- [WORK INSTRUCTION]: Could you write out the lines below exactly, beginning with the first and finishing with the one that contains "positive clicks: (97, 97)"?

************

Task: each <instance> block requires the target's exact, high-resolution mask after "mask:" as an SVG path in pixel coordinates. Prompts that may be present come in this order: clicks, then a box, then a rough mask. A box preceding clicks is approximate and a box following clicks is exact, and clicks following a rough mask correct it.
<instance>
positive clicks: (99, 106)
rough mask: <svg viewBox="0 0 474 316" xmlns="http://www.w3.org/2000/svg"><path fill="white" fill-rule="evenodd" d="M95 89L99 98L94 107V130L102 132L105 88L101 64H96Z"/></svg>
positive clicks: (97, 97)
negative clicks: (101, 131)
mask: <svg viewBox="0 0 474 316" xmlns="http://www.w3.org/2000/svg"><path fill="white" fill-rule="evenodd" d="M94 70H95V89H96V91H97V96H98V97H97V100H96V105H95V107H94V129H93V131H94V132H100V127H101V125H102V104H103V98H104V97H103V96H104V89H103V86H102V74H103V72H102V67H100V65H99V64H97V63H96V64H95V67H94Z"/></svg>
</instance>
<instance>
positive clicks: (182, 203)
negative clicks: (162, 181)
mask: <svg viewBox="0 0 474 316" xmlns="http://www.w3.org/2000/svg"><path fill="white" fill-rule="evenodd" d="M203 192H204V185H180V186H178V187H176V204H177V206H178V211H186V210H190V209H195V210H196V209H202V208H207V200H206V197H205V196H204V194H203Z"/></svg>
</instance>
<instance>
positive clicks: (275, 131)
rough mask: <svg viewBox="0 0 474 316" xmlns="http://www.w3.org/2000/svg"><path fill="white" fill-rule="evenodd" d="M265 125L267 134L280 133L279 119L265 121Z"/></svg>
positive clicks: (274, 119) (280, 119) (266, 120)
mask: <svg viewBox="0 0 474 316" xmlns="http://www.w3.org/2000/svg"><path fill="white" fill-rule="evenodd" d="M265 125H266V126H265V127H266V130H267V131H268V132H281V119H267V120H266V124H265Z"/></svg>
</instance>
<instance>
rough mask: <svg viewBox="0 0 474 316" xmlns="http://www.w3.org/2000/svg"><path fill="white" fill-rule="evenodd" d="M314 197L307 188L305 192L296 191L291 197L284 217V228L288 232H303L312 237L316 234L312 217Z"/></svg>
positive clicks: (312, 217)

************

- [RESULT FOR THIS TASK]:
Task: each <instance> block requires the target's exact, high-resolution mask after "mask:" as an SVG path in pixel coordinates. Prompts that may be present come in this order: clicks, then a box, then a rough mask. A box preceding clicks is approximate and a box following clicks is exact, and clicks following a rough mask correct it.
<instance>
positive clicks: (99, 106)
rough mask: <svg viewBox="0 0 474 316" xmlns="http://www.w3.org/2000/svg"><path fill="white" fill-rule="evenodd" d="M95 89L99 98L94 107V130L102 132L105 88L101 64H96Z"/></svg>
positive clicks: (97, 97)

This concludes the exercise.